• WORK REQUIRED:
What is printed must match, line for line, the records from their first line through the line containing "Query: white cloud", with pictures left out.
══ SUPPLIED RECORDS ══
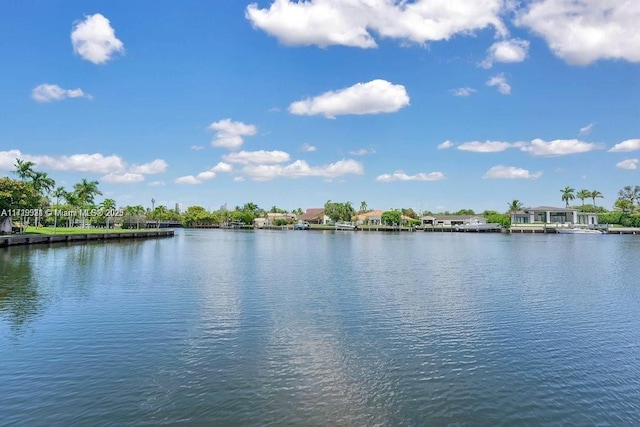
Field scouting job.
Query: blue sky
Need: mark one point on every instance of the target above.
(430, 104)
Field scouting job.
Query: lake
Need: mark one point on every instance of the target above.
(225, 327)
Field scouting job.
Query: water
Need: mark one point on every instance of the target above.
(323, 328)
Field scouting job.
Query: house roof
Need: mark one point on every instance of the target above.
(311, 214)
(369, 214)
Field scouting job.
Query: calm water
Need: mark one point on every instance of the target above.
(323, 328)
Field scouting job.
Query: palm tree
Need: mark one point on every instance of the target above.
(568, 194)
(24, 169)
(41, 182)
(107, 205)
(594, 194)
(58, 193)
(85, 192)
(515, 206)
(583, 194)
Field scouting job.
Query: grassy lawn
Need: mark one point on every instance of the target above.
(78, 230)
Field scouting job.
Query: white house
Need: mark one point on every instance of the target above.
(551, 215)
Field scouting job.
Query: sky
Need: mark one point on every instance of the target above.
(430, 104)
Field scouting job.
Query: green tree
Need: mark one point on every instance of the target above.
(392, 217)
(16, 195)
(107, 206)
(583, 194)
(623, 204)
(24, 169)
(568, 194)
(595, 194)
(515, 206)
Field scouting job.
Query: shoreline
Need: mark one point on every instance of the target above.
(36, 239)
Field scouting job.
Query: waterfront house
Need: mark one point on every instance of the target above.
(315, 216)
(551, 215)
(452, 220)
(369, 218)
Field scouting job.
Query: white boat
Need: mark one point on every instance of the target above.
(345, 226)
(577, 230)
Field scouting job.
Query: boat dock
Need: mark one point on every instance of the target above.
(32, 239)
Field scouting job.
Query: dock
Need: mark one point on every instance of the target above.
(33, 239)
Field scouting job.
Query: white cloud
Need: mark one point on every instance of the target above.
(587, 129)
(229, 133)
(47, 93)
(188, 180)
(374, 97)
(501, 82)
(511, 172)
(300, 168)
(114, 168)
(95, 40)
(625, 146)
(156, 166)
(584, 31)
(308, 148)
(484, 147)
(401, 176)
(257, 157)
(352, 22)
(445, 145)
(463, 91)
(123, 178)
(630, 164)
(513, 50)
(222, 167)
(363, 152)
(558, 147)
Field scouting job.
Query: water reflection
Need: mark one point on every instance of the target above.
(20, 298)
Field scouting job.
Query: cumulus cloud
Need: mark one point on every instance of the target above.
(558, 147)
(353, 22)
(95, 40)
(445, 145)
(584, 31)
(207, 175)
(229, 133)
(300, 168)
(626, 146)
(222, 167)
(114, 168)
(123, 178)
(510, 172)
(363, 152)
(484, 147)
(500, 81)
(260, 156)
(156, 166)
(308, 148)
(463, 91)
(188, 179)
(402, 176)
(630, 164)
(374, 97)
(512, 50)
(47, 93)
(587, 129)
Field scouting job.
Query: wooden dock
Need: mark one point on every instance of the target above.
(33, 239)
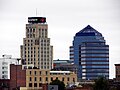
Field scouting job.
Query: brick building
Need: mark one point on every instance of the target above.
(17, 76)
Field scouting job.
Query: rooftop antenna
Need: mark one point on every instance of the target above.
(36, 11)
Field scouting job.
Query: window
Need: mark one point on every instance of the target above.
(63, 79)
(40, 72)
(30, 84)
(68, 79)
(40, 84)
(40, 79)
(30, 79)
(51, 78)
(46, 78)
(35, 84)
(30, 73)
(35, 72)
(35, 79)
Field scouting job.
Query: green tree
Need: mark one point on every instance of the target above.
(101, 84)
(61, 85)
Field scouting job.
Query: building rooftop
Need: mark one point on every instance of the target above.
(88, 31)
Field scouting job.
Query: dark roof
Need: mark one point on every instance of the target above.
(88, 31)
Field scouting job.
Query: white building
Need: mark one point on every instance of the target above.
(5, 66)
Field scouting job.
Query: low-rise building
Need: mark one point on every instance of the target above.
(34, 79)
(5, 62)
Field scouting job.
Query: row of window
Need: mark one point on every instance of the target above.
(95, 66)
(95, 58)
(46, 79)
(42, 40)
(94, 62)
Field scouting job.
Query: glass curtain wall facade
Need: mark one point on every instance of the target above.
(36, 49)
(91, 54)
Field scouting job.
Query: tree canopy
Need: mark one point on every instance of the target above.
(61, 85)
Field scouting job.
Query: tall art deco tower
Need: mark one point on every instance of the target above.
(90, 53)
(36, 49)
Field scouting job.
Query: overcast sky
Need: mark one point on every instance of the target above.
(64, 18)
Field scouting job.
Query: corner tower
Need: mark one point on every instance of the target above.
(90, 53)
(36, 49)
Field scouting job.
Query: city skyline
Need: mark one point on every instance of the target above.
(64, 19)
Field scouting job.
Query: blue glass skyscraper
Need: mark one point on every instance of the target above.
(90, 53)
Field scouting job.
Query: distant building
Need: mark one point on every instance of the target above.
(36, 48)
(34, 79)
(117, 72)
(5, 66)
(90, 53)
(64, 65)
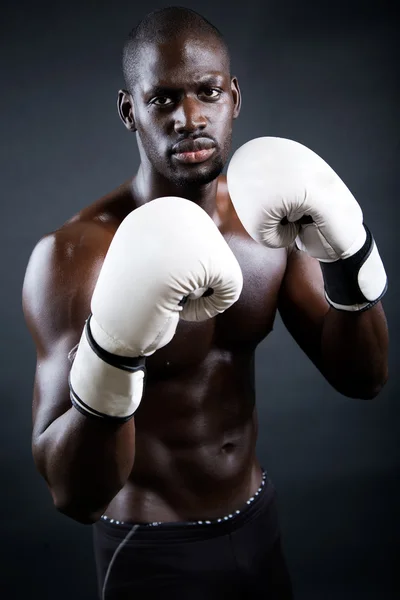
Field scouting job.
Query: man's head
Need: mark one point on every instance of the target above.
(180, 96)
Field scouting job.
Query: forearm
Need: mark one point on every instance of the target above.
(85, 461)
(354, 351)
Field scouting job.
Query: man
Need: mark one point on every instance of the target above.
(146, 309)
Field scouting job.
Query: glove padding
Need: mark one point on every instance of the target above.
(274, 183)
(164, 256)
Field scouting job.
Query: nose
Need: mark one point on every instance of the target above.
(189, 116)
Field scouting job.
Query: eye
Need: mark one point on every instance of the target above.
(161, 101)
(211, 93)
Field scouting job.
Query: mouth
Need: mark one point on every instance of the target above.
(193, 151)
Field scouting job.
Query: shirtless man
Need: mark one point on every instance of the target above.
(144, 415)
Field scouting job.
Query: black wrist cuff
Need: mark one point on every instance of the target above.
(341, 279)
(126, 363)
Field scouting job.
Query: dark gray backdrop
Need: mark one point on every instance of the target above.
(325, 76)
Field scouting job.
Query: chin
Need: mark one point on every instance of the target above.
(197, 177)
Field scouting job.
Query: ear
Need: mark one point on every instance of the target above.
(125, 110)
(237, 97)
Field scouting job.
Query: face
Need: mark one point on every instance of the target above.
(182, 108)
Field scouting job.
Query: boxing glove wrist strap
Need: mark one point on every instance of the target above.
(358, 282)
(105, 385)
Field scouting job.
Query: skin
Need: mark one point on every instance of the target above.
(189, 451)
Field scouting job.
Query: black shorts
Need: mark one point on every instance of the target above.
(237, 556)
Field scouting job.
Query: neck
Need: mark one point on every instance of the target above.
(147, 187)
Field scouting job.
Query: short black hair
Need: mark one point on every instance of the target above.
(159, 26)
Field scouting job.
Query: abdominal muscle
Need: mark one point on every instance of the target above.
(195, 454)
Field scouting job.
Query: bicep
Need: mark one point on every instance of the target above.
(302, 304)
(55, 309)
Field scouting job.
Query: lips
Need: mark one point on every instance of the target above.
(193, 151)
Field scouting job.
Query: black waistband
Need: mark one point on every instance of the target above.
(193, 530)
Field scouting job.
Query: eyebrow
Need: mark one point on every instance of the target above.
(163, 90)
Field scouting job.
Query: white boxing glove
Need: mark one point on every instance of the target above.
(275, 182)
(164, 256)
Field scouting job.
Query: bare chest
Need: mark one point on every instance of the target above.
(241, 327)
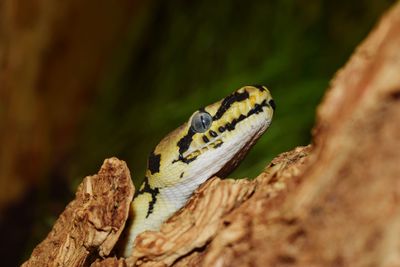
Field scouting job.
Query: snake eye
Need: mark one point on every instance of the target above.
(201, 121)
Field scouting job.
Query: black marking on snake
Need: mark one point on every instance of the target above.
(259, 87)
(184, 160)
(230, 126)
(272, 104)
(153, 193)
(218, 144)
(228, 101)
(185, 141)
(154, 162)
(213, 134)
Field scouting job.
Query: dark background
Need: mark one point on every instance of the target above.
(81, 82)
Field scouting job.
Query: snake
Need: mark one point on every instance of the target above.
(212, 142)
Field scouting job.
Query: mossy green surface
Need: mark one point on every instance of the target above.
(181, 55)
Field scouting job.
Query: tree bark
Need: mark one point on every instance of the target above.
(335, 203)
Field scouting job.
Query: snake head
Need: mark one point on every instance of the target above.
(214, 139)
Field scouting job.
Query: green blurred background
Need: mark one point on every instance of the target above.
(162, 61)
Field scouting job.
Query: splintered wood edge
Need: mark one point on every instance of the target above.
(92, 223)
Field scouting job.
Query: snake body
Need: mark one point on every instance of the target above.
(212, 142)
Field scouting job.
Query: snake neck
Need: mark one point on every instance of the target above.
(153, 206)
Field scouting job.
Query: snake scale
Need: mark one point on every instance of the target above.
(212, 142)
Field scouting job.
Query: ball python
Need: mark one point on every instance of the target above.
(212, 142)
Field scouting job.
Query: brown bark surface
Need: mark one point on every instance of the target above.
(92, 223)
(335, 203)
(51, 55)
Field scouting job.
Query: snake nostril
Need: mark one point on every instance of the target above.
(272, 104)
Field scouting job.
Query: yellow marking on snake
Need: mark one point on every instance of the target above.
(212, 142)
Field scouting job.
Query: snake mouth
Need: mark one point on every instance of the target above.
(189, 157)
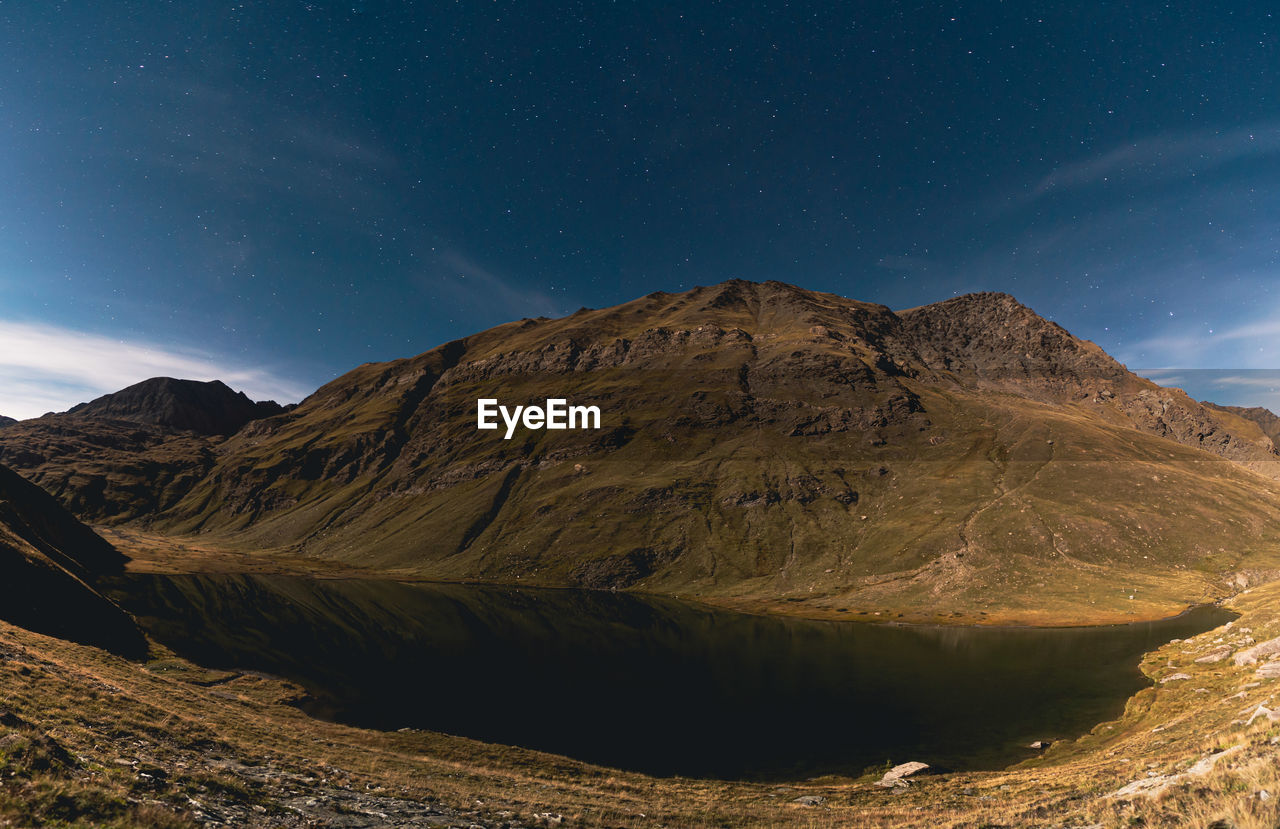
═══
• ANSWER SECTION:
Field scouting job.
Query: blue sky
Need: mark one point on every instance of the target above.
(430, 104)
Field scouting job.
Query: lake
Need: mark one point on every instance of the target above.
(225, 327)
Field scouting job.
Query: water
Need: mark one point on every instance of the target above.
(323, 328)
Field scouting job.
Query: house roof
Need: mark one point on every instance of the target above.
(311, 214)
(369, 214)
Field scouting job.
Query: calm water
Need: mark one point on every instance of the target above.
(323, 328)
Field scouting job.
Query: palm tree
Need: mark one point on every instance of the target above.
(568, 194)
(24, 169)
(41, 182)
(107, 205)
(594, 194)
(58, 193)
(85, 192)
(515, 206)
(583, 194)
Field scouting job.
Query: grassy lawn
Need: mark one point on every instance of the target above.
(78, 230)
Field scouting job.
Query: white house
Need: mark one point on every instance of the target above.
(551, 215)
Field scouting job.
Query: sky
Need: mark one point on every instance of the target above.
(430, 104)
Field scouting job.
Query: green tree
Need: mark one point on every instance of the target above.
(392, 217)
(16, 195)
(107, 206)
(583, 194)
(623, 204)
(24, 169)
(568, 194)
(595, 194)
(515, 206)
Field scouting job.
Query: shoreline
Need: mark one point on every instance of the target above.
(36, 239)
Field scouting job.
Query: waterfront house
Need: mark one point on every instance of the target above.
(315, 216)
(551, 215)
(452, 220)
(369, 218)
Field scouting job.
Query: white boat
Need: mark one point on every instance of the target above.
(345, 226)
(577, 230)
Field scouting job.
Query: boat dock
Need: mark one point on every instance of the target above.
(32, 239)
Field scouting job.
Query: dock
Need: mark one point on every instance of the target above.
(33, 239)
Field scouting job.
Query: white cloud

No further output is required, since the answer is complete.